--- Work to complete ---
Report each line of the entries below that contains the word "background", copying the lines in the order they appear.

=-=-=

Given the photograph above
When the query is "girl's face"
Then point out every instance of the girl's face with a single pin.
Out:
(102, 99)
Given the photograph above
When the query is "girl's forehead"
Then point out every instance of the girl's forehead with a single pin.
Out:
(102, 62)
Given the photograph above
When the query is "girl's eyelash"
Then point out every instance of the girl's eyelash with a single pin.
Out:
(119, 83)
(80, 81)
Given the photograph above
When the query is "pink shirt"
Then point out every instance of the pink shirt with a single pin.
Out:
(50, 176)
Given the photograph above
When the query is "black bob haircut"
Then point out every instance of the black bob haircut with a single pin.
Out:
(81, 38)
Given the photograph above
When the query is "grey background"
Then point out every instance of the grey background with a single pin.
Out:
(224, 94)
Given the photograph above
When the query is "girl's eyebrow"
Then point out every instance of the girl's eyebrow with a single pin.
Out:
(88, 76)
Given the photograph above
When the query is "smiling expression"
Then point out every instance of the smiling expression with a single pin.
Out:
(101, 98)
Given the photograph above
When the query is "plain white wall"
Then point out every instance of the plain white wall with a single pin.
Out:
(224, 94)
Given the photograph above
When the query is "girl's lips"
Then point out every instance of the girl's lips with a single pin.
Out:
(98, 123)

=-=-=

--- Worked answer ---
When the query is "grey background"
Then point out every instance of the grey background with a single pin.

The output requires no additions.